→ Stated goal: Give only the number of lines in the records below that contain the string "plank".
━━ Information shown
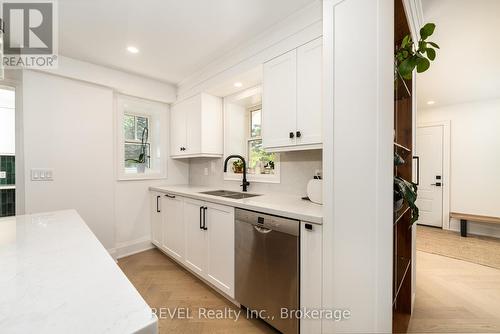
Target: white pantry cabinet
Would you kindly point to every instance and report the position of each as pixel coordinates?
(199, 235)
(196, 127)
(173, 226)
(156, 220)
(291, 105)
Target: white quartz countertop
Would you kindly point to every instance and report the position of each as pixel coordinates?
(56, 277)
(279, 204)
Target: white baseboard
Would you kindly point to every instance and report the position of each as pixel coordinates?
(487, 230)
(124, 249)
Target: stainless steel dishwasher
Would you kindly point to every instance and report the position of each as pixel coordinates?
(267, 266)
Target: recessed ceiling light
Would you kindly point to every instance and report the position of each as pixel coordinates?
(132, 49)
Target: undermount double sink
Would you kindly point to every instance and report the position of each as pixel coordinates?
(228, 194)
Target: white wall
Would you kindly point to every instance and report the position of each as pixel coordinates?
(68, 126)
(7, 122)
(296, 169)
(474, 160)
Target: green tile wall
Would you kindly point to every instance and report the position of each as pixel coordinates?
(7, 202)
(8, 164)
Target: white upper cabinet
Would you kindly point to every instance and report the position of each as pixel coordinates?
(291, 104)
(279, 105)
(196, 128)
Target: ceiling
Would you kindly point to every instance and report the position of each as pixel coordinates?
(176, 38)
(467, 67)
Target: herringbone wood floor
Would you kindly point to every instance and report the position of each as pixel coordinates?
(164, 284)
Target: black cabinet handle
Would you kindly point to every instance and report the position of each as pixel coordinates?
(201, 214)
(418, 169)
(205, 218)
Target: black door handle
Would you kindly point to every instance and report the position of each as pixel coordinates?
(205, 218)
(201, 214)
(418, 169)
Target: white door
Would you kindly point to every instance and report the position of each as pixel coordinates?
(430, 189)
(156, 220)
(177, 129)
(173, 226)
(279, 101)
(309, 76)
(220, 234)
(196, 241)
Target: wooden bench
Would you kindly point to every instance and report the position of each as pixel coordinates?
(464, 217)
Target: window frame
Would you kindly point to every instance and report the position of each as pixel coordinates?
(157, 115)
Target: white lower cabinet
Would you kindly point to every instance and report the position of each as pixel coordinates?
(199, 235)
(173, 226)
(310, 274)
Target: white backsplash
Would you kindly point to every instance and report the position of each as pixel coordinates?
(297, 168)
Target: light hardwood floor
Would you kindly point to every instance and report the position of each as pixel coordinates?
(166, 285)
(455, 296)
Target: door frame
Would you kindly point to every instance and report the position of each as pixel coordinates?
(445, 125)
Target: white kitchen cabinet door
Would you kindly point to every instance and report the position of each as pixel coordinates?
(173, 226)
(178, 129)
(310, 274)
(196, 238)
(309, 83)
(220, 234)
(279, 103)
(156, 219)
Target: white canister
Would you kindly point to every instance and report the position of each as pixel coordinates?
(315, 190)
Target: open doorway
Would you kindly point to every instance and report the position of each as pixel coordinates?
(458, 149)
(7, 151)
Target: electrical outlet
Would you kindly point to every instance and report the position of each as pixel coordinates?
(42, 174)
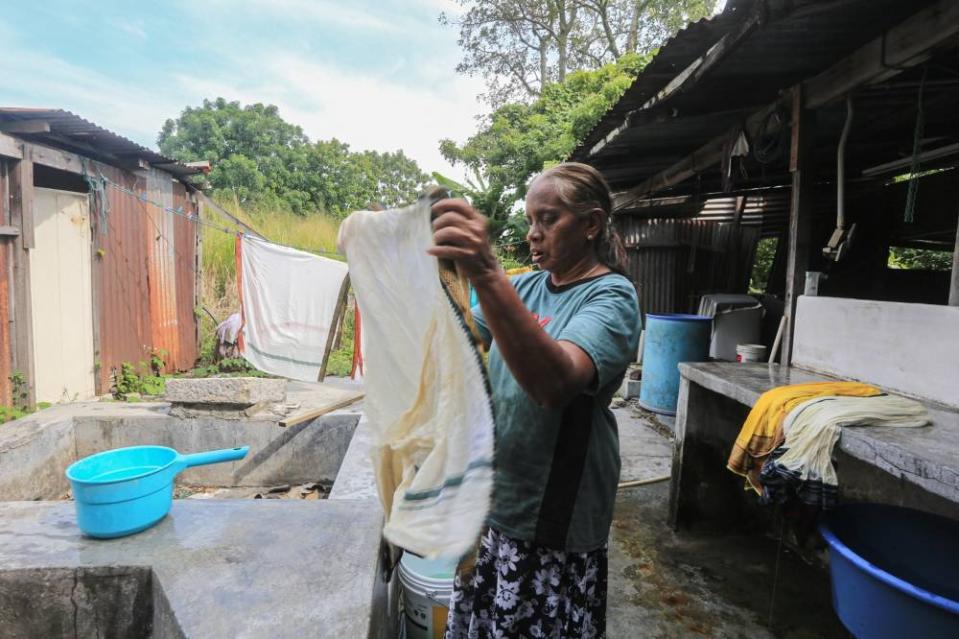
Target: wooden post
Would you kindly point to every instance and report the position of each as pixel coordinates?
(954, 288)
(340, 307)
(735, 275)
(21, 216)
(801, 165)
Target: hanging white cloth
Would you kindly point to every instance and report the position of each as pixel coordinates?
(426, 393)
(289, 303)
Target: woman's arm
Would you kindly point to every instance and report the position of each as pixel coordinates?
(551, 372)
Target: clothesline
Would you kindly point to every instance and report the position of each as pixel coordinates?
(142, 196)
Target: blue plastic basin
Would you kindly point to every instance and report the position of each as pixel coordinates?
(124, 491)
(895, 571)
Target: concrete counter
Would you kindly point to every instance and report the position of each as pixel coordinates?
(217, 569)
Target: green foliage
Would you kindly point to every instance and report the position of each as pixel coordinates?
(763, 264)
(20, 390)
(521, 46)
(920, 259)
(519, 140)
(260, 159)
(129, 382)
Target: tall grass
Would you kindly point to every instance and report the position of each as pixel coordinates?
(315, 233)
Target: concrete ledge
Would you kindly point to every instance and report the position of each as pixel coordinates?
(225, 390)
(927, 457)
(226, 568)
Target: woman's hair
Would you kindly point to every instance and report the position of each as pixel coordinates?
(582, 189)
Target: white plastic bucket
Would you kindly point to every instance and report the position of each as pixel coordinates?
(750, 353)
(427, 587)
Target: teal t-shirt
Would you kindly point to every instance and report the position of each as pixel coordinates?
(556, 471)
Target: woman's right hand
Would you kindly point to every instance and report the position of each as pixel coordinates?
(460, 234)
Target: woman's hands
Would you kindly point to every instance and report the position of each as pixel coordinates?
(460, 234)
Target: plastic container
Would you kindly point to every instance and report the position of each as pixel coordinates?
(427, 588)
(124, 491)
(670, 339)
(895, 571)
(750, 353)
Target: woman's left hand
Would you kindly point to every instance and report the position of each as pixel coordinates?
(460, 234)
━━━━
━━ Information shown
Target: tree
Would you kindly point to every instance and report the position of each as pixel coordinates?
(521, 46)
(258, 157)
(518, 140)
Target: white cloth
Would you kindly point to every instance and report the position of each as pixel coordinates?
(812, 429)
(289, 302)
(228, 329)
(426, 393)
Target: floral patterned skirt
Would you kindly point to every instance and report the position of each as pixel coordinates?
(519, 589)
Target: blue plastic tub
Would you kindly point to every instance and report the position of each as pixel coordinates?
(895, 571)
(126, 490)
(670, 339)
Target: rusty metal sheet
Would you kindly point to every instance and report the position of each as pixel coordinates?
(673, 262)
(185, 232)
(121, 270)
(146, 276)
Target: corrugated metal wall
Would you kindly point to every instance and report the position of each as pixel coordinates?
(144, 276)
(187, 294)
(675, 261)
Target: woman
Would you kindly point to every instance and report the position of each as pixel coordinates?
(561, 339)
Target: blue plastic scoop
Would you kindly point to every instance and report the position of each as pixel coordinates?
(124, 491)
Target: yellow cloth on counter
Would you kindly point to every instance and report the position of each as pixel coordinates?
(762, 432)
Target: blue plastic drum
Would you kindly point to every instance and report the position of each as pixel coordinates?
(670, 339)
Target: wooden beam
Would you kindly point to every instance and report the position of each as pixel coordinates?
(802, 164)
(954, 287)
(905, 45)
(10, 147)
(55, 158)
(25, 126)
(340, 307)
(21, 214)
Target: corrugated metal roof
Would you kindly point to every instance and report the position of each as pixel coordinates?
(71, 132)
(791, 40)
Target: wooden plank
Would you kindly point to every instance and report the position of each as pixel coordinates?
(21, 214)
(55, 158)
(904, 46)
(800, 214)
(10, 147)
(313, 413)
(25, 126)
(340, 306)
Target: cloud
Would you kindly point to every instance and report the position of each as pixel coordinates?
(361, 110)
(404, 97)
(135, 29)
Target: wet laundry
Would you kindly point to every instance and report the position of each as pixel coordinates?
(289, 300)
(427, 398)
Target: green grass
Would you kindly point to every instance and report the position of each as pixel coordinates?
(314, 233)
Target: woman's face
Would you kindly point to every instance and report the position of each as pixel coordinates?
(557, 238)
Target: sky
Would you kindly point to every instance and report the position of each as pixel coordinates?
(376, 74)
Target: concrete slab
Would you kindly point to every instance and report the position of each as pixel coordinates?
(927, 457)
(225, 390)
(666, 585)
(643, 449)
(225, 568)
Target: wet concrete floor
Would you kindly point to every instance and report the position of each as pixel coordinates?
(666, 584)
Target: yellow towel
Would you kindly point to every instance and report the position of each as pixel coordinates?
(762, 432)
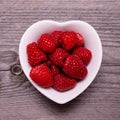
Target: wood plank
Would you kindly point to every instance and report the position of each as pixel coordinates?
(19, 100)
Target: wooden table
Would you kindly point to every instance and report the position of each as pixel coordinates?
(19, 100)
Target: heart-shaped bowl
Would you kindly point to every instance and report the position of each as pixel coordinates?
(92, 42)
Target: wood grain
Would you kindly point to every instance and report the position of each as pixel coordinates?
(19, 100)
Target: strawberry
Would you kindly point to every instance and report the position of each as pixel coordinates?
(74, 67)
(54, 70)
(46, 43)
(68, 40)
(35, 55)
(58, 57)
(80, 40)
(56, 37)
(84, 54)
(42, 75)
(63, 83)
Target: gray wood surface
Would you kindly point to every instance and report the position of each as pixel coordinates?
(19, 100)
━━━━
━━ Information shown
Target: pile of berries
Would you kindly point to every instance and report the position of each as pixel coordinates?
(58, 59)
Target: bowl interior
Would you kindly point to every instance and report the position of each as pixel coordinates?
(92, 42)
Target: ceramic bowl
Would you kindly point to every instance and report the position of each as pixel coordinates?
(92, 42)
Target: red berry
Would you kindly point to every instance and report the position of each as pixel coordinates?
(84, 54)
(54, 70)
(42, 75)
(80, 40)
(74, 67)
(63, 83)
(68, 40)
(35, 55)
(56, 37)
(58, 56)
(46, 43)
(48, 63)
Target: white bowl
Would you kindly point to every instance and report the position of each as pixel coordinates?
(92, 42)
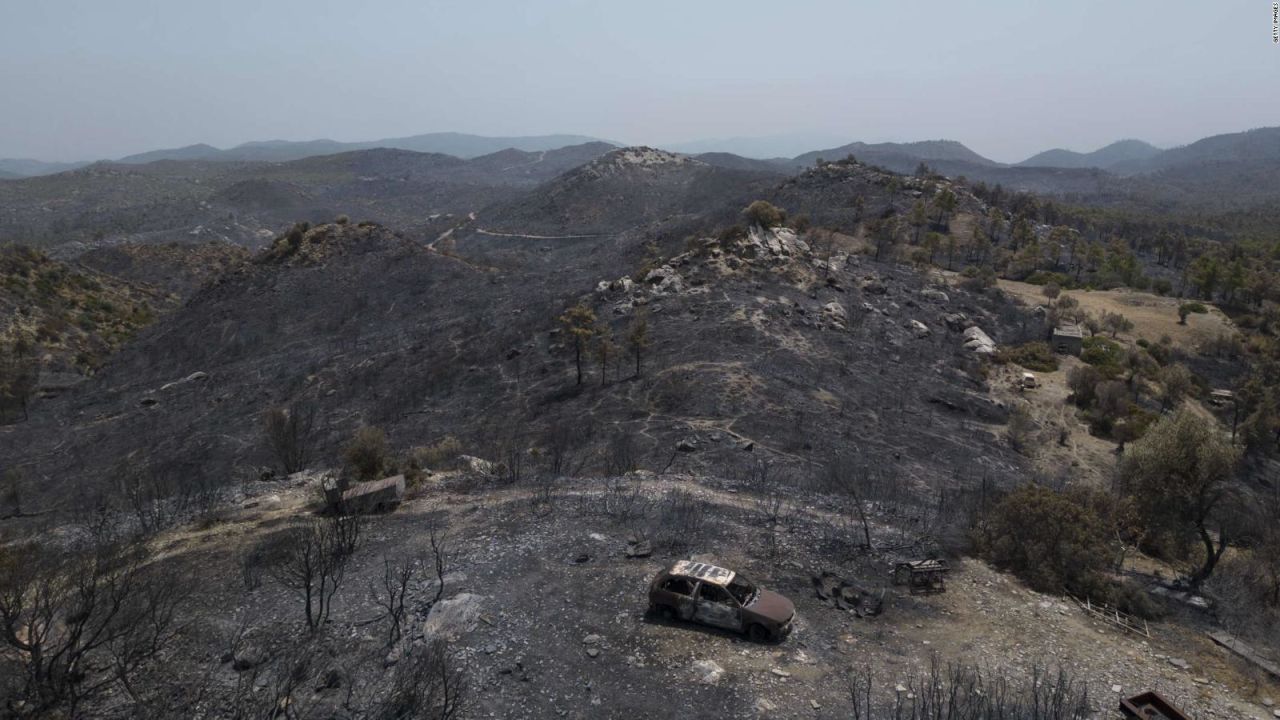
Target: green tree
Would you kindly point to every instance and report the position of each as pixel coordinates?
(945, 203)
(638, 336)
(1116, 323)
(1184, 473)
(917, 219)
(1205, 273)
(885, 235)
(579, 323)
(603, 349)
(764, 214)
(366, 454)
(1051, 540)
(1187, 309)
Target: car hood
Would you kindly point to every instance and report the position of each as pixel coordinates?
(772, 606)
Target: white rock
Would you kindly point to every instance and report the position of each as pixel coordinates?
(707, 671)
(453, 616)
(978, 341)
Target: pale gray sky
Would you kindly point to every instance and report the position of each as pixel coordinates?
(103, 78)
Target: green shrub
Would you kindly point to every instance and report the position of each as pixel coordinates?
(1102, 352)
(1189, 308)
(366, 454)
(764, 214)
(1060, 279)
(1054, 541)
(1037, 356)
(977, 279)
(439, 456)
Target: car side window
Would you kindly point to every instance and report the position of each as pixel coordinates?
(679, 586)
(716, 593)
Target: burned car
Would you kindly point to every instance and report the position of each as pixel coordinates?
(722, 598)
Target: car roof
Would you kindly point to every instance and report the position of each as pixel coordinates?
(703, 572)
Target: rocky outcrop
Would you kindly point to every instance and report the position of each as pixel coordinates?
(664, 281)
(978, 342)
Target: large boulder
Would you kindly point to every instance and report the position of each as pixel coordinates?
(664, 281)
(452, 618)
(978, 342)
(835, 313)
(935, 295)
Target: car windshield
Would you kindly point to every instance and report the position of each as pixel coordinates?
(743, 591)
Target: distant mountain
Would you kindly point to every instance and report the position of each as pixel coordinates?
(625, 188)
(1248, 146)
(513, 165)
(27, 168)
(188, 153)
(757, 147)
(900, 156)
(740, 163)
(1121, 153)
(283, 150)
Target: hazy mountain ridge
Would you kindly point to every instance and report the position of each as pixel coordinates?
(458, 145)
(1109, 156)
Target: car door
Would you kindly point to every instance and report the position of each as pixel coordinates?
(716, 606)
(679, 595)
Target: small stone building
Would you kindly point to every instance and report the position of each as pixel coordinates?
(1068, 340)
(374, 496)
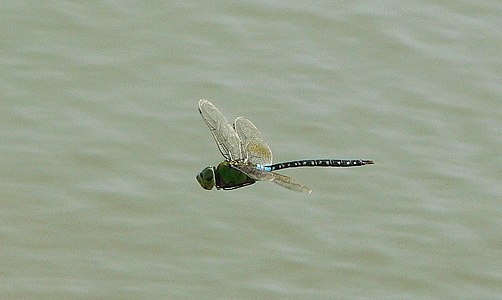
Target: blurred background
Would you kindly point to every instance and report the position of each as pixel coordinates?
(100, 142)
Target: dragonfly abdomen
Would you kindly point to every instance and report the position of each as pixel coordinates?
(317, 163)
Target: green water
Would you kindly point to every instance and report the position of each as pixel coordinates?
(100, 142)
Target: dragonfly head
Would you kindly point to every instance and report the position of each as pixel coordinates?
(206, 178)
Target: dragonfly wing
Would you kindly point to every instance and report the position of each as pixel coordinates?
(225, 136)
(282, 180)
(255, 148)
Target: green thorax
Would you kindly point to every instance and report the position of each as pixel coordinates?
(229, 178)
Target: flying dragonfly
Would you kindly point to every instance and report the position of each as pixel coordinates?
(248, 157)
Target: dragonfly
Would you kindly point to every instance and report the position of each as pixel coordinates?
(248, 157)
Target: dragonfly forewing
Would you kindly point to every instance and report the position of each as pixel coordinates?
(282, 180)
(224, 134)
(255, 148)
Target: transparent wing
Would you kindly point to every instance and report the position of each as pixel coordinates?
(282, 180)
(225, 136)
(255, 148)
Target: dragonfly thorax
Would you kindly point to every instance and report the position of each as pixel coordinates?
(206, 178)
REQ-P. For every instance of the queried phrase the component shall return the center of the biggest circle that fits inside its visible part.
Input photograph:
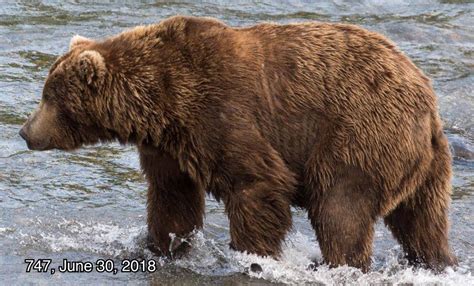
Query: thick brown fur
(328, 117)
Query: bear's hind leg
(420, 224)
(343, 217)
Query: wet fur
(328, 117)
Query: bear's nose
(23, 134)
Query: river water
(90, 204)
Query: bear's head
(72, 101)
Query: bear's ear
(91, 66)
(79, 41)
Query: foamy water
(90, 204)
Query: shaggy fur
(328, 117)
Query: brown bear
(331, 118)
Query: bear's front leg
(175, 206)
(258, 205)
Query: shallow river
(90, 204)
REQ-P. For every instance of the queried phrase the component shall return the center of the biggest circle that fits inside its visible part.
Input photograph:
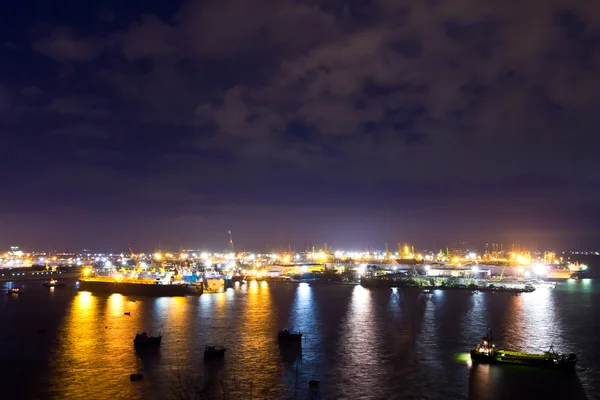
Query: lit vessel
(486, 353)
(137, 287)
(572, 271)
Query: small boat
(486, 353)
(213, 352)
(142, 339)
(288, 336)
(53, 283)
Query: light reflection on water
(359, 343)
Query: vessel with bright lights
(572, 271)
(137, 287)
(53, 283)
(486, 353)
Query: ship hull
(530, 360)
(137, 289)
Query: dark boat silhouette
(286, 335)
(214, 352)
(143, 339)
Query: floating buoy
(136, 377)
━━━━
→ Full solution: 2